***** DATASET *****
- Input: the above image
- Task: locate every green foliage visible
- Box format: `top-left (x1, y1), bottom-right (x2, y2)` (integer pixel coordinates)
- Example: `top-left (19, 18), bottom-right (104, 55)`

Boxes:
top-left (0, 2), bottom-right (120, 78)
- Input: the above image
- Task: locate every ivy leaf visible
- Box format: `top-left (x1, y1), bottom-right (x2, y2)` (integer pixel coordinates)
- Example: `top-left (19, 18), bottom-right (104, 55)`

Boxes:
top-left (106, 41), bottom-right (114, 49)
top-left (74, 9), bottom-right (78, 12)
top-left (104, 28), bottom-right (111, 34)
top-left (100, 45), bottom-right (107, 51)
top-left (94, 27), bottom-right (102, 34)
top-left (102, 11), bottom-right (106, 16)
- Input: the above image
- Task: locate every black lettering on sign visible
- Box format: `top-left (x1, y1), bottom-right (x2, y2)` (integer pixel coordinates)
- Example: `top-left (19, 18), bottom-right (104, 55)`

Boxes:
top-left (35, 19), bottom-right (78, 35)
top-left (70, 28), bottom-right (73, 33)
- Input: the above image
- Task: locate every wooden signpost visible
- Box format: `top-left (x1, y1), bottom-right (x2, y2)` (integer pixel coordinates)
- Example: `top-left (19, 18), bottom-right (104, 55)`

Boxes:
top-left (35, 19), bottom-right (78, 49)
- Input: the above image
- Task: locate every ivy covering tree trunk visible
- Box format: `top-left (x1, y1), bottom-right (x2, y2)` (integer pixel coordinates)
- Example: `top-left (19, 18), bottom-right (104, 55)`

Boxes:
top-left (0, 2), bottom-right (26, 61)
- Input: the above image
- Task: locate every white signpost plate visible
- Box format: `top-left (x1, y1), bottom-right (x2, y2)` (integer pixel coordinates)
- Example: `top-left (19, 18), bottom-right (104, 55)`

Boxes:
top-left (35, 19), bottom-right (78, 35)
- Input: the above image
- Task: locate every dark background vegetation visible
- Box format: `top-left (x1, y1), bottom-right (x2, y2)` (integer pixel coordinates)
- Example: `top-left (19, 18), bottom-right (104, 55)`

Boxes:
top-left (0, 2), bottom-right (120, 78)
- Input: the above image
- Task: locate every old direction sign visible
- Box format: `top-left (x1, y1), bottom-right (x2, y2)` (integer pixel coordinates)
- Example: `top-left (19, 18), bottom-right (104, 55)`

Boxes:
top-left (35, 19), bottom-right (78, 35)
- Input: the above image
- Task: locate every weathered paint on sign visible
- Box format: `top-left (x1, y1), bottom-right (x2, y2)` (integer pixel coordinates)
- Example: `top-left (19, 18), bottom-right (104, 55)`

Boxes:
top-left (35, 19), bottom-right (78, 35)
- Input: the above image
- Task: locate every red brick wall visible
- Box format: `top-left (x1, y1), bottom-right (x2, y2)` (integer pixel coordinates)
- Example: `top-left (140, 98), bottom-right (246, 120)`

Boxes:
*****
WHAT YOU NEED TO DO
Put everything from the first line of the rows above down to the line containing "top-left (35, 19), bottom-right (78, 49)", both included, into a Markdown table with the columns No. and Line. Number each line in sequence and leave out blank lines.

REPLY
| No. | Line |
|---|---|
| 1 | - Input: the above image |
| 2 | - Task: locate every green foliage visible |
| 3 | - Box format: `top-left (x1, y1), bottom-right (x2, y2)` (integer pixel coordinates) |
| 4 | - Example: `top-left (19, 18), bottom-right (104, 55)` |
| 5 | Boxes: |
| 6 | top-left (0, 2), bottom-right (120, 78) |
| 7 | - Input: the above image |
| 8 | - Task: locate every ivy leaf visible |
| 9 | - Box format: `top-left (x1, y1), bottom-right (x2, y2)` (integer pixel coordinates) |
| 10 | - Example: `top-left (19, 18), bottom-right (104, 55)` |
| 11 | Boxes: |
| 12 | top-left (106, 41), bottom-right (114, 49) |
| 13 | top-left (74, 9), bottom-right (78, 12) |
| 14 | top-left (104, 28), bottom-right (111, 34) |
| 15 | top-left (100, 45), bottom-right (107, 51) |
| 16 | top-left (94, 27), bottom-right (102, 34) |
| 17 | top-left (102, 11), bottom-right (106, 16) |
| 18 | - Input: the above image |
| 19 | - Task: locate every black lettering on sign visible |
| 20 | - Box format: `top-left (x1, y1), bottom-right (x2, y2)` (integer pixel coordinates) |
| 21 | - Example: `top-left (19, 18), bottom-right (104, 55)` |
| 22 | Boxes: |
| 23 | top-left (35, 19), bottom-right (78, 35) |
| 24 | top-left (70, 28), bottom-right (73, 33) |
| 25 | - Input: the above image |
| 26 | - Task: locate every wooden signpost visible |
| 27 | - Box format: `top-left (x1, y1), bottom-right (x2, y2)` (integer pixel coordinates) |
| 28 | - Example: `top-left (19, 18), bottom-right (104, 55)` |
| 29 | Boxes: |
| 30 | top-left (35, 19), bottom-right (78, 49) |